(Stored data entries)
┌──

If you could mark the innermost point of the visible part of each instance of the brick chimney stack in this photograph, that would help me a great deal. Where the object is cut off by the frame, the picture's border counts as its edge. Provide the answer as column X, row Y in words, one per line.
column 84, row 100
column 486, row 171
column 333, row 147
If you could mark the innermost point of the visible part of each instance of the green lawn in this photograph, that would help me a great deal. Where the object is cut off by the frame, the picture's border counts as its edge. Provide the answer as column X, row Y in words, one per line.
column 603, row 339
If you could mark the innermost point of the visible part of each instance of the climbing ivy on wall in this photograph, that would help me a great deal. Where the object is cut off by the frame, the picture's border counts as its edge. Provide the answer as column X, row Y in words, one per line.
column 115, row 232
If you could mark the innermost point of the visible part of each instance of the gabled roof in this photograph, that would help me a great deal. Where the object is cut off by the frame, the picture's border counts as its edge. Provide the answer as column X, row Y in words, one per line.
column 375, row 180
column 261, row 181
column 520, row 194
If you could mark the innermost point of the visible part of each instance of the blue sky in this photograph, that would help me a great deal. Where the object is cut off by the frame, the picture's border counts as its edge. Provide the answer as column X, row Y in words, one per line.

└──

§ **WHAT YOU NEED TO DO**: Set the records above down again. Match them exactly.

§ **WRITTEN ANSWER**:
If you could mark the innermost point of the visible part of each instance of the brick chimney stack in this photograph, that would help me a great deal. Where the object is cut off by the frame, the picture's border counts as its edge. Provide the answer as column X, row Y in words, one per line.
column 84, row 100
column 486, row 171
column 333, row 147
If you could mark the innermost point of the visible part of each instance of the green lawn in this photograph, that would help me a great deal. Where the object is cut off by the frame, the picture's border counts as its edge. Provide the answer as column X, row Y in words, one per line.
column 603, row 339
If you could mark the innermost point of the visible part of each instance of the climbing ivy on wall in this photograph, that would help me a great deal. Where the object is cut off by the frame, the picture's border counts as its edge. Provide the answer as column X, row Y in words, one per line.
column 115, row 232
If you could mark the innermost point of the visible part of each instance of the gabled roof in this photograph, that would help me a great deal. Where the object is cut off by the frame, the picture's border counts as its edge. Provide the answer as column X, row Y in words, one per line.
column 375, row 180
column 261, row 181
column 520, row 194
If you could mark the innermost point of the visible part of each instance of the blue sky in this photograph, that would help me a great deal. Where the object is cut off by the frame, the picture's border counts as its edge. Provide the answer as column X, row Y in words, one per line.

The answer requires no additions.